◆ Activity list
**1.** In the text on Colorado HOA legislative changes, on what date did the governor sign House Bill 14-1125 into law?
**2.** Continue the text on Colorado HOA legislative changes, starting after its final sentence.

HOA Legislative Changes
The following legislative bills passed in Colorado, effective January 1, 2015
DISCLOSURE OF CONTACT INFORMATION
House Bill 14-1125 passed and was signed into law by the governor on 3/27/2014 concerning disclosure of contact information for members and residents under the Colorado Common Interest Ownership Act (CCIOA). This bill revised statutes 38-33.3-317.
Records related with personnel, salary, or medical records for employees are not subject to inspection or copying and must be withheld. Records related with personal identification, account information including bank account information, telephone numbers, email addresses, drivers’ license numbers, and social security numbers must also be withheld, not subject to inspection or copying. However, a member or resident may provide the association with written consent to disclose and/or publish to the other members and residents, their personal telephone number, email, or both. The written consent must be kept as a record of the association until the association receives written notice of withdrawal of consent.

◆ Entries supplied
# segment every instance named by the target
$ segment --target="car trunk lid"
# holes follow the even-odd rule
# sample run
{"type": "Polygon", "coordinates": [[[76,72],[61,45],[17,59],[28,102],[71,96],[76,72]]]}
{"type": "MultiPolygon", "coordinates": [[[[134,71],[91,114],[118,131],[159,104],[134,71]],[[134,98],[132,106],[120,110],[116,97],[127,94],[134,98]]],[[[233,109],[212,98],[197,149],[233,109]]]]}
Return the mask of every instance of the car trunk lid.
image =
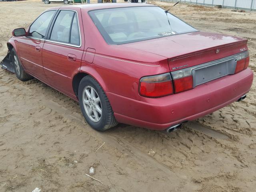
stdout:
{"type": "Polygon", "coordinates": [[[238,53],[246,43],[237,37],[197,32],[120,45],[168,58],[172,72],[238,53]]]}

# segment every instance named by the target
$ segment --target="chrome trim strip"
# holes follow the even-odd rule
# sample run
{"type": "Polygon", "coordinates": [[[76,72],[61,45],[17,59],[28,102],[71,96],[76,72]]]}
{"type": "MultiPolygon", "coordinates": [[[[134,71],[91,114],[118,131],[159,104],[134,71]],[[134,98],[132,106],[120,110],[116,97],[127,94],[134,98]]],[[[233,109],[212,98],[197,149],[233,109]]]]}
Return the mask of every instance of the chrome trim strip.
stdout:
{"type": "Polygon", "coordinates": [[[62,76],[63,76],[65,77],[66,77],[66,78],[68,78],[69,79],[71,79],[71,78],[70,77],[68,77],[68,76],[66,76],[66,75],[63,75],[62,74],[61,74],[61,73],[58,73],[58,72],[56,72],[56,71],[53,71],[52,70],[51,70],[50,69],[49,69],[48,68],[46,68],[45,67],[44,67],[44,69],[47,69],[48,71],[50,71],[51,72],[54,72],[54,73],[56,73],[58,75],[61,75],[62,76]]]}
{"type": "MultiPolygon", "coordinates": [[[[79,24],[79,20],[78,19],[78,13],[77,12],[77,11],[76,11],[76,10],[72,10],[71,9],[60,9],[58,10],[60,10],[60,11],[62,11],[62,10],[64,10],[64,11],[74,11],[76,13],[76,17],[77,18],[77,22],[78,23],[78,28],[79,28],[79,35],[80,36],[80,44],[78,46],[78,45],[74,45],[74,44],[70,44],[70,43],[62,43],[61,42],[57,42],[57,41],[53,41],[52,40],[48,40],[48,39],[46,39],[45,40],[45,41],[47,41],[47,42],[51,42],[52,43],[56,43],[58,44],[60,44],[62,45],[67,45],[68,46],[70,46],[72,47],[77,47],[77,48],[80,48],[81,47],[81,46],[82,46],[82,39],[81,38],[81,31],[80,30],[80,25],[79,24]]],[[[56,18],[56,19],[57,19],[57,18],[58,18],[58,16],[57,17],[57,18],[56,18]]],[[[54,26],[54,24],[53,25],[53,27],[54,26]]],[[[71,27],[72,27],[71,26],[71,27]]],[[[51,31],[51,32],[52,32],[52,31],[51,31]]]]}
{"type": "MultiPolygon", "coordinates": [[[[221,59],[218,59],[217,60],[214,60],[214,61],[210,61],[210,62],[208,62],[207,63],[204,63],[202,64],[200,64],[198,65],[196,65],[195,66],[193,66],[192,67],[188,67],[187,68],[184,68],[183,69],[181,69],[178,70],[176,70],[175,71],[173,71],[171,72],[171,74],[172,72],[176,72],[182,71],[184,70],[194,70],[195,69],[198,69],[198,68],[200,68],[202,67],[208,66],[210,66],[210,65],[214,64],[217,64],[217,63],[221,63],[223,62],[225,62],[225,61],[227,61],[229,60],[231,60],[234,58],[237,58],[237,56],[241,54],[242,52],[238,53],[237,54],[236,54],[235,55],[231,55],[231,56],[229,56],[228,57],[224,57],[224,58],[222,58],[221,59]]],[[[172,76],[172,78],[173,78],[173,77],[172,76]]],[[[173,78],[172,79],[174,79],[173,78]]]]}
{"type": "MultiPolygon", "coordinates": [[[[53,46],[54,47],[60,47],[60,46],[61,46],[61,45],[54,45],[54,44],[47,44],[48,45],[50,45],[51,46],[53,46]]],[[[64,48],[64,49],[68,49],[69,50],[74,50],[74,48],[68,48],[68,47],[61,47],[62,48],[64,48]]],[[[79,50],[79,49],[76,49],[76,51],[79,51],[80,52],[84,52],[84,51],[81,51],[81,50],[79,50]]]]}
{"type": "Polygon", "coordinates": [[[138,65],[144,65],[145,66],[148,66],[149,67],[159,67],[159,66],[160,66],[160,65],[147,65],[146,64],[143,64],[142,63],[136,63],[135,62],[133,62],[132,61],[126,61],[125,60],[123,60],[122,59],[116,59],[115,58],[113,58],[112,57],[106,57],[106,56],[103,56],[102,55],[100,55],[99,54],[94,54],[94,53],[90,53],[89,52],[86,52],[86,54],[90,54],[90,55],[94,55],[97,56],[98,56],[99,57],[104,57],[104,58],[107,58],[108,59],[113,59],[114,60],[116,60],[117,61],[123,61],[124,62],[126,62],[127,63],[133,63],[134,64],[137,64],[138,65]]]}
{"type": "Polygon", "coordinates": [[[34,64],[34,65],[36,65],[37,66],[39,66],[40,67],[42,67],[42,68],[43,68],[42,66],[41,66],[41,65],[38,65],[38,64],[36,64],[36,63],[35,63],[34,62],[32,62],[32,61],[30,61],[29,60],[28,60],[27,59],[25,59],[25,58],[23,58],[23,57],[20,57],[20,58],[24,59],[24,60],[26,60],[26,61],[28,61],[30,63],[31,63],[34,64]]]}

◆ Solved problems
**1.** 3/27/2014

**2.**
The specific elements revised are as follows: Residents were added to the statute in terms of personal identification information of members, all language regarding disclosure of permission to publish information and withdrawal of permission to publish information, and the addition of language defining consent records in the “Uniform Electronic Transactions Act”.
To view House Bill 14-1125, click here.
MANAGEMENT FEE DISCLOSURE
House Bill 14-1254 passed and was signed into law by the governor on 4/18/2014 concerning requirements to disclose fees charged to a unit owners’ association by a community association manager.
Fees and charges for contracted services and home sales are required to be disclosed to the Executive Board of the HOA by every manager, agent, or person who represents or negotiates on behalf of a manager during contract negotiations and on an annual basis.
The Director may (and if a written complaint is received, shall) investigate any activities of any community association manager. After holding a hearing in accordance with the State Administrative Procedure Act, the Director may impose an administrative fine not to exceed $2,500.00 for each separate offense in failing to make a full and true disclosure of fees, charges, and remuneration.